-- Provided passage --
In the Philippines more than 500 Volunteers are teaching in hundreds of villages. The MANILA EVENING NEWS wrote: “Peace Corps workers achieved in less than two years an understanding with Asian peoples that promises to pass all tests.”

In Sarawak Peace Corps Volunteers working far out in the bush country have helped to find new locations for bridges and roads, causing a high local official to say: “They’re not your people anymore, they’re mine.”

In Arequipa, Peru a communist group on October 30th demanded the “immediate expulsion of the Peace Corps from the country.” They were answered, but not by the Peace Corps, or the government of Peru, or by the oligarch and landowners. They were answered by the Association of Slum Dwellers of Arequipa, with whom our Volunteers live and work. “We raise our most energetic protest,” the slum dwellers’ leader said, “against the attitude of a few persons who did not see the reality of the benefits being received by thousands of workers.”

In Malaya a guitar was stolen from the home of a woman Volunteer. That day two local youths came to see the girl and explained that they were sure the guitar would not have been taken if the thief had known she was a Peace Corps Volunteer. The next day the guitar was back.

-- Exercise set --
A – Answer these questions from the Peace Corps text, each on its own line:
(i) How many Volunteers are teaching in the Philippines?
(ii) On what date did the communist group in Arequipa demand the expulsion of the Peace Corps?
(iii) What was stolen from the home of the woman Volunteer in Malaya?
B – Decide whether each statement agrees with the Peace Corps text. Answer yes or no, and quote the words that settle it.
(i) The government of Peru answered the communist group's demand.
(ii) In Sarawak, Volunteers helped find new locations for bridges and roads.
(iii) The stolen guitar was returned the next day.
C – Please reproduce the stretch of the Peace Corps text from "In Arequipa, Peru" through "guitar was back.".

-- Extracted records --
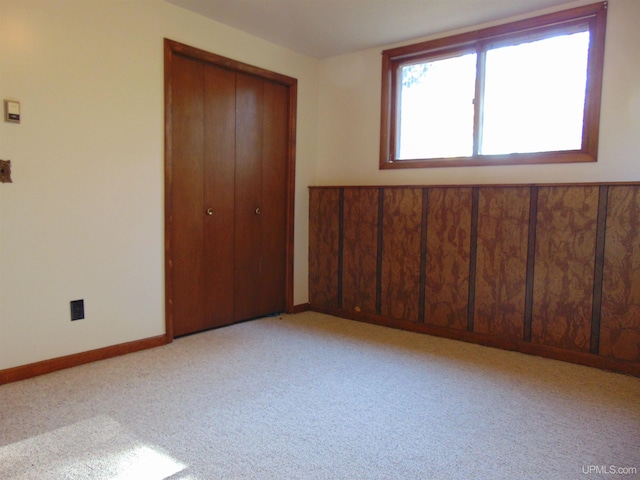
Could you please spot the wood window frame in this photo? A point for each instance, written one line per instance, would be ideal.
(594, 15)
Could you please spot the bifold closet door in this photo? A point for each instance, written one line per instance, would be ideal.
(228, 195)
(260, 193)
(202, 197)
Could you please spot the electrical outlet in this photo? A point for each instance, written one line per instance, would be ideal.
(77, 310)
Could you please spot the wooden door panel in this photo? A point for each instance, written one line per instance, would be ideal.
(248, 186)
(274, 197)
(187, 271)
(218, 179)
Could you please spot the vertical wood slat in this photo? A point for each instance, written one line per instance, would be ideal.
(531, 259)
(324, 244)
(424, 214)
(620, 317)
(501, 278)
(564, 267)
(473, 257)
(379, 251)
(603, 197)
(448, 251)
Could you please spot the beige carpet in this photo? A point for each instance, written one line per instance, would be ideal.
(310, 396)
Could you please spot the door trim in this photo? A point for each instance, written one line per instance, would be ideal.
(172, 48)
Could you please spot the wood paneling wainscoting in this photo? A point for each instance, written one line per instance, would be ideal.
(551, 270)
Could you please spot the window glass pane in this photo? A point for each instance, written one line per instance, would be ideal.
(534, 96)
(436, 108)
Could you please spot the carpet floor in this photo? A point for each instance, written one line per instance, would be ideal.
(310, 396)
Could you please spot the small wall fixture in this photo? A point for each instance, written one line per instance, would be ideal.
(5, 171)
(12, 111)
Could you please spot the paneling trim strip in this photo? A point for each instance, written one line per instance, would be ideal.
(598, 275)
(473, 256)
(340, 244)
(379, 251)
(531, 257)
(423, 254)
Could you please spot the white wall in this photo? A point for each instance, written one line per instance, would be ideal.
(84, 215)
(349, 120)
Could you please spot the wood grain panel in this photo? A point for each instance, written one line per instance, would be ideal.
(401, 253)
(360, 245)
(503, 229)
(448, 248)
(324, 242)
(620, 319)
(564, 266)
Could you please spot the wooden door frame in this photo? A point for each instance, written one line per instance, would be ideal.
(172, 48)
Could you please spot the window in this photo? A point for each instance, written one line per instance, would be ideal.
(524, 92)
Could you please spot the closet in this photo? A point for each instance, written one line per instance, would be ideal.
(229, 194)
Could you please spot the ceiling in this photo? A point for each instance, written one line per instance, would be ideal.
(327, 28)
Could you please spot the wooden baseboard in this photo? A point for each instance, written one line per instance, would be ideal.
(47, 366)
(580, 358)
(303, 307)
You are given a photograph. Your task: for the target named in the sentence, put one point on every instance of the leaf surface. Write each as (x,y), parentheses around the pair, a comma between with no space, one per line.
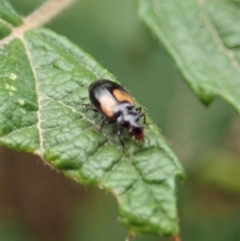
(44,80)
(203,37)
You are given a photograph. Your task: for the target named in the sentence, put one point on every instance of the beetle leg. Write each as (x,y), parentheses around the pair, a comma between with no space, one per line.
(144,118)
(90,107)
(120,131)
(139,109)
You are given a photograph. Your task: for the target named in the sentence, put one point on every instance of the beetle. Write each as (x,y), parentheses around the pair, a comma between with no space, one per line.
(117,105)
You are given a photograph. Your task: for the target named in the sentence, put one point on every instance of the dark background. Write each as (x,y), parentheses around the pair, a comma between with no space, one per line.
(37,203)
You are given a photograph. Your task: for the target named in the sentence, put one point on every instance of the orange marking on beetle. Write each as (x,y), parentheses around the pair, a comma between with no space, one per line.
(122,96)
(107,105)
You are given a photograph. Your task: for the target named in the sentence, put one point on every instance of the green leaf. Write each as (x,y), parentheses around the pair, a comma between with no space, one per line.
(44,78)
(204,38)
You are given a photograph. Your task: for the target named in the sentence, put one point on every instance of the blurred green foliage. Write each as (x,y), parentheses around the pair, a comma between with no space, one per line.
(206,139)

-- Results --
A –
(i) More than 500
(ii) October 30th
(iii) A guitar

B –
(i) No: "They were answered, but not by the Peace Corps, or the government of Peru, or by the oligarch and landowners."
(ii) Yes: "have helped to find new locations for bridges and roads"
(iii) Yes: "The next day the guitar was back."

C –
In Arequipa, Peru a communist group on October 30th demanded the “immediate expulsion of the Peace Corps from the country.” They were answered, but not by the Peace Corps, or the government of Peru, or by the oligarch and landowners. They were answered by the Association of Slum Dwellers of Arequipa, with whom our Volunteers live and work. “We raise our most energetic protest,” the slum dwellers’ leader said, “against the attitude of a few persons who did not see the reality of the benefits being received by thousands of workers.”

In Malaya a guitar was stolen from the home of a woman Volunteer. That day two local youths came to see the girl and explained that they were sure the guitar would not have been taken if the thief had known she was a Peace Corps Volunteer. The next day the guitar was back.